- GOAL:
Collect every one of the lines below that contains the string "blossom", and copy each such line in full. Matching is case-sensitive.

━━━━━ RECORD LIST

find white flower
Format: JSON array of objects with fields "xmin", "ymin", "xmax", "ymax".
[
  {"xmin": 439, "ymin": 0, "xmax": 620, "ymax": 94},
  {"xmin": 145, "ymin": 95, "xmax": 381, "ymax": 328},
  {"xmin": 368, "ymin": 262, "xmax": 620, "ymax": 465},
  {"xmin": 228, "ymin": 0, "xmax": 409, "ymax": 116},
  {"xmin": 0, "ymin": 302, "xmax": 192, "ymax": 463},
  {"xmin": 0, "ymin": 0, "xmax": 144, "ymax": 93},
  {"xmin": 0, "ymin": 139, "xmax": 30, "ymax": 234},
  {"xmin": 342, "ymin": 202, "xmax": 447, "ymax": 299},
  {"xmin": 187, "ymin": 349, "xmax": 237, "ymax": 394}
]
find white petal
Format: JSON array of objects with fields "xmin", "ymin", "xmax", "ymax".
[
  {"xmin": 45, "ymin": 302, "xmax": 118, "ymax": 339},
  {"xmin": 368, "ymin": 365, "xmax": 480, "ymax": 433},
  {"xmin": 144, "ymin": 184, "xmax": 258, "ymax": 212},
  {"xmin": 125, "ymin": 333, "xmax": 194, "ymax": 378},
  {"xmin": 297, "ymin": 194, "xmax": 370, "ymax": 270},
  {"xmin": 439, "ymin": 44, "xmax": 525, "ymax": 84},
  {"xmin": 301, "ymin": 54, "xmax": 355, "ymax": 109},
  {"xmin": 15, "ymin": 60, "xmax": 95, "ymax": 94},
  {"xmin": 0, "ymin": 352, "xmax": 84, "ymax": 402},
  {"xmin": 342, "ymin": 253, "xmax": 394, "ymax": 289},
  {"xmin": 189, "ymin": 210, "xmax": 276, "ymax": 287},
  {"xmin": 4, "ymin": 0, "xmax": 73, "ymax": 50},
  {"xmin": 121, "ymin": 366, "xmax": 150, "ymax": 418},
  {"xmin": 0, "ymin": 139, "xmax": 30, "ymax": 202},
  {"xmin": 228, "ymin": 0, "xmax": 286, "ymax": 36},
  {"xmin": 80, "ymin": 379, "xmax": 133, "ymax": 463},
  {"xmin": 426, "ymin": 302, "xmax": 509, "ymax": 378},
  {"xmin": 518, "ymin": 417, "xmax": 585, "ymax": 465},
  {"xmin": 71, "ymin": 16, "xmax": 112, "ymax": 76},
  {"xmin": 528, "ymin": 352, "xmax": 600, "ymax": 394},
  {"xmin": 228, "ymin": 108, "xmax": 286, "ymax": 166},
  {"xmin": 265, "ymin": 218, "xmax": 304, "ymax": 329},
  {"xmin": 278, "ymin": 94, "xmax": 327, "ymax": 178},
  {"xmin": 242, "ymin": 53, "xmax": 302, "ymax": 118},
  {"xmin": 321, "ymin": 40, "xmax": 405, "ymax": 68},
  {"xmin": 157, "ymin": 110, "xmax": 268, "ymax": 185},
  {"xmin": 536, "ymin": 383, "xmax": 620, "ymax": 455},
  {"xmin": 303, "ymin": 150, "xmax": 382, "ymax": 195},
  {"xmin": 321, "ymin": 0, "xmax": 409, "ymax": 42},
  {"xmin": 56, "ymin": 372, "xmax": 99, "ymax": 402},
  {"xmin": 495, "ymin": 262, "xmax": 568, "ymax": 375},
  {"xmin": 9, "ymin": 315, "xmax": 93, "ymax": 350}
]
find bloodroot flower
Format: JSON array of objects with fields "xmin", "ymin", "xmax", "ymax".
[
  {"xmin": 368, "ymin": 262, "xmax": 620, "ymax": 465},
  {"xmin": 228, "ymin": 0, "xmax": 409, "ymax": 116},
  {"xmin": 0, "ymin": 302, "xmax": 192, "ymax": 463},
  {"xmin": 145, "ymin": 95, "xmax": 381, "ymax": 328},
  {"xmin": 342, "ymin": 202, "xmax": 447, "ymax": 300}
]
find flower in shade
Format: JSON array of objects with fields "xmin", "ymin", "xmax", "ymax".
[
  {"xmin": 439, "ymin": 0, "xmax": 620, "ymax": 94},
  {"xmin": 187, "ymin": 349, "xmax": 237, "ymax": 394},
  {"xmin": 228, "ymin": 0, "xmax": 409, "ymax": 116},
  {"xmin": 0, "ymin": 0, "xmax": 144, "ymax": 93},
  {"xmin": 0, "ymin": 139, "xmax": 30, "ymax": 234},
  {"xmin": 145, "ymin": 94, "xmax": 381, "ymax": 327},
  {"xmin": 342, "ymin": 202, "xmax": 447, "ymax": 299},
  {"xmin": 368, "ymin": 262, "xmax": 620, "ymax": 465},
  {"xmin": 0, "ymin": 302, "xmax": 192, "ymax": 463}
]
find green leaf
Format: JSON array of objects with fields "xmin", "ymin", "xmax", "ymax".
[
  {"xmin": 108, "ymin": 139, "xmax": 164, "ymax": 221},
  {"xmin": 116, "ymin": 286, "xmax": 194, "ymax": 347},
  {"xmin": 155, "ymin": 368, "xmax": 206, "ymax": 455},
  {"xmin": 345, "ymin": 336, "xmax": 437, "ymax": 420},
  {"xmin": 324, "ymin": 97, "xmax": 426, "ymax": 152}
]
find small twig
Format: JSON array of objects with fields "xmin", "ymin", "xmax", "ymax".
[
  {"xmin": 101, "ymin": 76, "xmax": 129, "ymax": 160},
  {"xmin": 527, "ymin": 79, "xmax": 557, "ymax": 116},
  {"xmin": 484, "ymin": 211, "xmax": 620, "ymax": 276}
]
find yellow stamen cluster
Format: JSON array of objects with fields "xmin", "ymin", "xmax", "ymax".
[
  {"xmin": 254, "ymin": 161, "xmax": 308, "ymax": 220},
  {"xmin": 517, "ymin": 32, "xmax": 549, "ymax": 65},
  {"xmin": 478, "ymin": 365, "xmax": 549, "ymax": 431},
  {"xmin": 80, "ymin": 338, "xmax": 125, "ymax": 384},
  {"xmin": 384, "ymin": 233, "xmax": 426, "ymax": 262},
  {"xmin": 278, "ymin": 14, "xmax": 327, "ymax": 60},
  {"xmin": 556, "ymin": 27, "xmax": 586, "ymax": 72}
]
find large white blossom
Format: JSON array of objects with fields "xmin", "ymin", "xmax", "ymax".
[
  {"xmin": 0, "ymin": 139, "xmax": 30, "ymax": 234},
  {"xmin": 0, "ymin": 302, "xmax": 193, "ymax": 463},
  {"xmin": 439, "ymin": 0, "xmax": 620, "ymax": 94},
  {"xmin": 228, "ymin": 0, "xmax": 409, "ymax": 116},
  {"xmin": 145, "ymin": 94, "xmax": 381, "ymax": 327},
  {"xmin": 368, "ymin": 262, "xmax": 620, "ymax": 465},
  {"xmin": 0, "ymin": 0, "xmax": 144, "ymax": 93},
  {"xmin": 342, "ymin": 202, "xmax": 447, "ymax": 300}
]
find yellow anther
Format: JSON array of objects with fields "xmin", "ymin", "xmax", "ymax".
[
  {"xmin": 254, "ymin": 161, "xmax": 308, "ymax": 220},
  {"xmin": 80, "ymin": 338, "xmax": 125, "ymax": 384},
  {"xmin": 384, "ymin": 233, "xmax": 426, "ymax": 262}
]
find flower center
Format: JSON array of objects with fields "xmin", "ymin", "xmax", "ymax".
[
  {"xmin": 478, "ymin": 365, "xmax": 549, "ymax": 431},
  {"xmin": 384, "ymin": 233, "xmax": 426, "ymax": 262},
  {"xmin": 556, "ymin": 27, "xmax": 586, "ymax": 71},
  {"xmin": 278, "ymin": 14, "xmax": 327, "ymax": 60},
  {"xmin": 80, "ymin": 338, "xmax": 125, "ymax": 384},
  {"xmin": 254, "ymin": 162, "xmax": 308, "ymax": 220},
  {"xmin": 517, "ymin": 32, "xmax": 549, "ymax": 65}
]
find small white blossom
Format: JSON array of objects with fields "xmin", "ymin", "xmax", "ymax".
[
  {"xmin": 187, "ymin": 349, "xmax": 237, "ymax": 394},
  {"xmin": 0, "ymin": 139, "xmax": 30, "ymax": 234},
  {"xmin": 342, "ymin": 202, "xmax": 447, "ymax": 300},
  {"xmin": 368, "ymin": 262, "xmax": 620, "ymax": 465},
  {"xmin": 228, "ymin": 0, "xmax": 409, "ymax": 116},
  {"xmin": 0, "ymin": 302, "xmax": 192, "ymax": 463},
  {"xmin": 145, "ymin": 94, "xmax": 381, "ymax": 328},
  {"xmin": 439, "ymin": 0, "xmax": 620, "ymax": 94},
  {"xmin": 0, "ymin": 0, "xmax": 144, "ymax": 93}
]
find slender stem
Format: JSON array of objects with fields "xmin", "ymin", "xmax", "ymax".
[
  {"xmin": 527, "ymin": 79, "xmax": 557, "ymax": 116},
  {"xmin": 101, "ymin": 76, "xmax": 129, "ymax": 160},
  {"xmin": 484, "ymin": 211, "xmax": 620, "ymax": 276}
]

━━━━━━━━━━

- WRITTEN SOLUTION:
find large white blossom
find small white blossom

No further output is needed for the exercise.